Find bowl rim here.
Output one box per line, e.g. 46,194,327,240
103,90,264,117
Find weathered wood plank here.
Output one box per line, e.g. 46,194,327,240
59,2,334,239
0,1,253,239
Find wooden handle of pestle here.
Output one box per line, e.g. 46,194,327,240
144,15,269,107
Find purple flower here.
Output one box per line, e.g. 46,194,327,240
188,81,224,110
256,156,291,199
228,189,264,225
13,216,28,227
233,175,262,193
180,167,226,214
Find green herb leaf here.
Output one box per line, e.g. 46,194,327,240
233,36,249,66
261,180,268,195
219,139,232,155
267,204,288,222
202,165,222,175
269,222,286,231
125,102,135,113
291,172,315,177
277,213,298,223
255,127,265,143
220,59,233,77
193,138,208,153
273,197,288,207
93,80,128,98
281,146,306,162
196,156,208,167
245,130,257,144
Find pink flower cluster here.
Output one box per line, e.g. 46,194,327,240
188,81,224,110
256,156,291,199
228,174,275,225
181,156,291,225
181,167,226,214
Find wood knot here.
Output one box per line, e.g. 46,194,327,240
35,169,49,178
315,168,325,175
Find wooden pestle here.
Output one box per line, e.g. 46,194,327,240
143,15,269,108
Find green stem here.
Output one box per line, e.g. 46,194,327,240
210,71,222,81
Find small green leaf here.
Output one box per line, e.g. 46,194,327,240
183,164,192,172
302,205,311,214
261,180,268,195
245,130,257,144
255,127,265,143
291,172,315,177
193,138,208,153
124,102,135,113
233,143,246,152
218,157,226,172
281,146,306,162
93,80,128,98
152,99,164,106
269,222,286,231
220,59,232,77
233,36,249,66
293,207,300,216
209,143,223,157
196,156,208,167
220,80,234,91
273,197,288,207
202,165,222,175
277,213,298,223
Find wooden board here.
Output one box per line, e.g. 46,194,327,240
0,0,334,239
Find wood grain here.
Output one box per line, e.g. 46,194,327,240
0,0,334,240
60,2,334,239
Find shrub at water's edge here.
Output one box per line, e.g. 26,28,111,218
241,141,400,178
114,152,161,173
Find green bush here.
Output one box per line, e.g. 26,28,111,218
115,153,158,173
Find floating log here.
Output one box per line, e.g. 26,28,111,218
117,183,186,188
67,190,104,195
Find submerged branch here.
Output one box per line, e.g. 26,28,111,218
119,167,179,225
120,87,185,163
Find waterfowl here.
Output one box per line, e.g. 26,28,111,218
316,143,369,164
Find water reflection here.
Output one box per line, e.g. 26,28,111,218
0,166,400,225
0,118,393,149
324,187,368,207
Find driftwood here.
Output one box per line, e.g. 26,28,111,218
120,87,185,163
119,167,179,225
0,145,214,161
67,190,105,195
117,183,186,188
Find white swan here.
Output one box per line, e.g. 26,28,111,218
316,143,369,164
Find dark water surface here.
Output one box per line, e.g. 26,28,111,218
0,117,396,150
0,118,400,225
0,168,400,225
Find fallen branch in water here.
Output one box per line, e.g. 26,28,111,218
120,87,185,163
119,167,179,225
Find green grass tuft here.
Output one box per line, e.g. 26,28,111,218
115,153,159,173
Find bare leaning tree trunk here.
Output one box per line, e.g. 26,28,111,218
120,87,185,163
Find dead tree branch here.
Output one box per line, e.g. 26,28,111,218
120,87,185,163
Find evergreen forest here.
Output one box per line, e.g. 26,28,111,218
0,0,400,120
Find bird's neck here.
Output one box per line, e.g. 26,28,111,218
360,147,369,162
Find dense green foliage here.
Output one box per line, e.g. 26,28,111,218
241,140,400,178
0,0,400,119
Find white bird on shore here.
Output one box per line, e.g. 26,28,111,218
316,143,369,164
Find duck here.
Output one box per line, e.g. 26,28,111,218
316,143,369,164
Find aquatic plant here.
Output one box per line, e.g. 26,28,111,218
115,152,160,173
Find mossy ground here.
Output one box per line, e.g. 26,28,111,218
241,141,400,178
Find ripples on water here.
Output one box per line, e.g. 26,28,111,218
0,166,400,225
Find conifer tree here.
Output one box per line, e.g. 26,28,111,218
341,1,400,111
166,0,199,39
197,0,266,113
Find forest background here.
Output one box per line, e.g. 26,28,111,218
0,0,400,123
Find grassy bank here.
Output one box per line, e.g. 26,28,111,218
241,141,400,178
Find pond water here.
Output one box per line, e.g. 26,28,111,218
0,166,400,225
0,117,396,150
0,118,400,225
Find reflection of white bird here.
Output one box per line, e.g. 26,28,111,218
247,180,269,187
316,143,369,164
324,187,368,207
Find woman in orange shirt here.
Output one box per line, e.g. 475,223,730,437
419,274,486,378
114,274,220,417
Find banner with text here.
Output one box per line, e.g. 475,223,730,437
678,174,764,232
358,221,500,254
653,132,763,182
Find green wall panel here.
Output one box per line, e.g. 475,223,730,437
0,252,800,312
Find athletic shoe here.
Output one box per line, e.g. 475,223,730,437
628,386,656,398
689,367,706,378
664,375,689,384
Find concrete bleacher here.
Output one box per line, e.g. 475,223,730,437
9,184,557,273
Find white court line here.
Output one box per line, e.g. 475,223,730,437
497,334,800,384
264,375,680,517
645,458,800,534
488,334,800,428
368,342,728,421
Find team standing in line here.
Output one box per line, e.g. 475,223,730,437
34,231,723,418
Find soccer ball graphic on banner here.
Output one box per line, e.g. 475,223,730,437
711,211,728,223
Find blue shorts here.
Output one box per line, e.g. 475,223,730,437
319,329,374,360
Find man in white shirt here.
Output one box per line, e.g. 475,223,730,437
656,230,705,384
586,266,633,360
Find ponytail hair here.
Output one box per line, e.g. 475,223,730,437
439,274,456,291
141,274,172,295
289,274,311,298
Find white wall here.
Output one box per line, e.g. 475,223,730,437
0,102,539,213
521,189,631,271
____
Given exercise
Can you recast all of the data above as a Markdown table with two columns, Row and Data line, giving each line its own numbered row and leaving out blank lines?

Output for this task
| Row | Data line |
|---|---|
| 1 | Find bowl rim here. |
| 2 | Output one box per line, e.g. 46,194,327,240 |
| 3 | 103,90,264,117 |
| 4 | Find weathered wood plank here. |
| 5 | Output one box per line, e.g. 46,194,327,240 |
| 6 | 59,2,334,239 |
| 7 | 0,1,253,239 |
| 8 | Find wooden handle of pestle here. |
| 9 | Output one box per line, e.g. 46,194,327,240 |
| 10 | 144,15,269,107 |
| 11 | Find purple flower here. |
| 12 | Output one box per line, e.g. 46,194,327,240 |
| 13 | 188,81,224,110 |
| 14 | 256,156,291,199 |
| 15 | 228,189,264,225 |
| 16 | 13,216,28,227 |
| 17 | 233,175,262,193 |
| 18 | 180,167,226,214 |
| 19 | Find green herb leaf here. |
| 20 | Output one box per line, e.g. 46,194,327,240 |
| 21 | 233,36,249,66 |
| 22 | 261,180,268,195 |
| 23 | 219,139,232,155 |
| 24 | 267,204,288,222 |
| 25 | 202,165,222,175 |
| 26 | 269,222,286,231 |
| 27 | 125,102,135,113 |
| 28 | 291,172,315,177 |
| 29 | 277,213,298,223 |
| 30 | 255,127,265,143 |
| 31 | 220,59,233,77 |
| 32 | 193,138,208,153 |
| 33 | 273,197,288,207 |
| 34 | 93,80,128,98 |
| 35 | 281,146,306,162 |
| 36 | 196,156,208,167 |
| 37 | 245,130,257,144 |
| 38 | Find pink flower cluster here. |
| 39 | Output one box per line, e.g. 46,194,327,240 |
| 40 | 188,81,224,110 |
| 41 | 256,156,291,199 |
| 42 | 228,174,275,225 |
| 43 | 181,156,291,225 |
| 44 | 181,167,226,214 |
| 45 | Find wood knot here. |
| 46 | Output one box per line, e.g. 46,194,327,240 |
| 47 | 35,169,49,178 |
| 48 | 315,168,325,175 |
| 49 | Find wooden pestle here. |
| 50 | Output one box per line, e.g. 46,194,327,240 |
| 51 | 143,15,269,108 |
| 52 | Find green stem here. |
| 53 | Output one box per line, e.g. 46,194,327,240 |
| 54 | 210,71,222,81 |
| 55 | Find small green leaf here. |
| 56 | Output one box per line, e.g. 46,194,327,240 |
| 57 | 183,164,192,172 |
| 58 | 302,205,311,214 |
| 59 | 261,180,268,195 |
| 60 | 245,130,257,144 |
| 61 | 255,127,265,143 |
| 62 | 291,172,315,177 |
| 63 | 193,138,208,153 |
| 64 | 124,102,135,113 |
| 65 | 233,143,246,152 |
| 66 | 218,157,226,172 |
| 67 | 281,146,306,162 |
| 68 | 93,80,128,98 |
| 69 | 152,99,164,106 |
| 70 | 269,222,286,231 |
| 71 | 220,59,232,77 |
| 72 | 233,36,249,66 |
| 73 | 293,207,300,216 |
| 74 | 209,143,223,157 |
| 75 | 196,156,208,167 |
| 76 | 220,80,234,91 |
| 77 | 273,197,288,207 |
| 78 | 202,165,222,175 |
| 79 | 277,213,298,223 |
| 80 | Find wooden board here. |
| 81 | Output one box per line, e.g. 46,194,327,240 |
| 82 | 0,0,334,239 |
| 83 | Find wood grain here. |
| 84 | Output one box per line, e.g. 46,194,327,240 |
| 85 | 0,0,334,240 |
| 86 | 60,2,334,239 |
| 87 | Find shrub at water's edge here. |
| 88 | Output one box per line, e.g. 26,28,111,218 |
| 89 | 241,141,400,178 |
| 90 | 114,152,161,173 |
| 91 | Find green bush here. |
| 92 | Output one box per line, e.g. 26,28,111,218 |
| 93 | 115,153,158,173 |
| 94 | Find floating log here. |
| 95 | Output one box per line, e.g. 26,28,111,218 |
| 96 | 117,183,186,188 |
| 97 | 67,190,104,195 |
| 98 | Find submerged branch here. |
| 99 | Output one box per line, e.g. 26,28,111,218 |
| 100 | 119,167,179,225 |
| 101 | 120,87,185,163 |
| 102 | Find waterfowl here. |
| 103 | Output one box per line, e.g. 26,28,111,218 |
| 104 | 316,143,369,164 |
| 105 | Find water reflection here. |
| 106 | Output one box per line, e.g. 26,28,111,218 |
| 107 | 0,166,400,225 |
| 108 | 0,118,393,149 |
| 109 | 324,187,368,207 |
| 110 | Find driftwood here. |
| 111 | Output one box per line, e.g. 26,28,111,218 |
| 112 | 120,87,185,163 |
| 113 | 119,167,179,225 |
| 114 | 0,145,214,161 |
| 115 | 67,190,105,195 |
| 116 | 117,183,186,188 |
| 117 | Find white swan here. |
| 118 | Output one box per line, e.g. 26,28,111,218 |
| 119 | 316,143,369,164 |
| 120 | Find dark water surface here. |
| 121 | Output one box per line, e.g. 26,28,111,218 |
| 122 | 0,117,396,150 |
| 123 | 0,118,400,225 |
| 124 | 0,168,400,225 |
| 125 | Find fallen branch in water here. |
| 126 | Output one box per line, e.g. 26,28,111,218 |
| 127 | 120,87,185,163 |
| 128 | 119,167,179,225 |
| 129 | Find green grass tuft here. |
| 130 | Output one box per line, e.g. 26,28,111,218 |
| 131 | 115,153,159,173 |
| 132 | Find bare leaning tree trunk here. |
| 133 | Output one box per line, e.g. 26,28,111,218 |
| 134 | 120,87,185,163 |
| 135 | Find dead tree branch here. |
| 136 | Output one box per line, e.g. 26,28,111,218 |
| 137 | 120,87,185,163 |
| 138 | Find evergreen forest here. |
| 139 | Output one box per line, e.g. 26,28,111,218 |
| 140 | 0,0,400,120 |
| 141 | Find bird's neck here. |
| 142 | Output one box per line, e.g. 26,28,111,218 |
| 143 | 360,147,369,162 |
| 144 | Find dense green foliage here. |
| 145 | Output one box per line, e.g. 26,28,111,218 |
| 146 | 241,140,400,178 |
| 147 | 0,0,400,119 |
| 148 | Find white bird on shore here. |
| 149 | Output one box per line, e.g. 26,28,111,218 |
| 150 | 316,143,369,164 |
| 151 | Find duck here. |
| 152 | Output one box per line, e.g. 26,28,111,218 |
| 153 | 316,143,369,164 |
| 154 | Find aquatic plant here. |
| 155 | Output one box per line, e.g. 26,28,111,218 |
| 156 | 115,152,160,173 |
| 157 | Find mossy ground here. |
| 158 | Output one box per line, e.g. 26,28,111,218 |
| 159 | 241,141,400,178 |
| 160 | Find ripples on water here. |
| 161 | Output one box per line, e.g. 26,28,111,218 |
| 162 | 0,166,400,225 |
| 163 | Find conifer tree here. |
| 164 | Output one box per line, e.g. 26,28,111,218 |
| 165 | 341,1,400,111 |
| 166 | 166,0,199,39 |
| 167 | 197,0,266,113 |
| 168 | Find forest background here. |
| 169 | Output one box per line, e.g. 26,28,111,218 |
| 170 | 0,0,400,123 |
| 171 | Find grassy bank here. |
| 172 | Output one box per line, e.g. 26,28,111,218 |
| 173 | 241,141,400,178 |
| 174 | Find pond water here. |
| 175 | Output one box per line, e.g. 26,28,111,218 |
| 176 | 0,166,400,225 |
| 177 | 0,117,396,150 |
| 178 | 0,118,400,225 |
| 179 | Find reflection of white bird here. |
| 180 | Output one box per line, e.g. 26,28,111,218 |
| 181 | 247,180,269,187 |
| 182 | 316,143,369,164 |
| 183 | 324,187,368,207 |
| 184 | Find woman in orange shirt here. |
| 185 | Output one box per line, e.g. 475,223,730,437 |
| 186 | 419,274,486,378 |
| 187 | 114,274,220,417 |
| 188 | Find banner with text here. |
| 189 | Output one box per line, e.g. 475,223,730,437 |
| 190 | 678,174,764,232 |
| 191 | 358,221,500,254 |
| 192 | 653,132,763,182 |
| 193 | Find green wall panel here. |
| 194 | Output one box per line, e.g. 475,223,730,437 |
| 195 | 0,252,800,312 |
| 196 | Find athletic shoe here. |
| 197 | Output one box per line, e.g. 475,223,730,437 |
| 198 | 628,386,656,398 |
| 199 | 689,367,706,378 |
| 200 | 664,375,689,384 |
| 201 | Find concrete bleacher here. |
| 202 | Output one box per line, e.g. 475,223,730,437 |
| 203 | 9,184,557,273 |
| 204 | Find white court line here. |
| 205 | Output one box per line, e.g. 475,223,730,437 |
| 206 | 497,334,800,384 |
| 207 | 264,375,680,517 |
| 208 | 645,458,800,534 |
| 209 | 488,334,800,428 |
| 210 | 368,342,728,421 |
| 211 | Find team standing in line here. |
| 212 | Output one box per line, e.g. 475,223,730,437 |
| 213 | 34,231,723,418 |
| 214 | Find soccer ball graphic on banner here. |
| 215 | Output one box per line, e.g. 475,223,730,437 |
| 216 | 711,211,728,223 |
| 217 | Find blue shorts here. |
| 218 | Output one box per line, e.g. 475,223,730,437 |
| 219 | 319,329,374,360 |
| 220 | Find man in white shirt here. |
| 221 | Output one box per line, e.g. 475,223,730,437 |
| 222 | 656,230,705,384 |
| 223 | 586,266,633,360 |
| 224 | Find ponytail hair here. |
| 225 | Output one box per line, e.g. 475,223,730,437 |
| 226 | 439,274,456,291 |
| 227 | 141,274,172,295 |
| 228 | 289,274,311,298 |
| 229 | Find white wall here. |
| 230 | Output one box per line, e.g. 475,223,730,437 |
| 231 | 0,102,539,213 |
| 232 | 521,189,631,271 |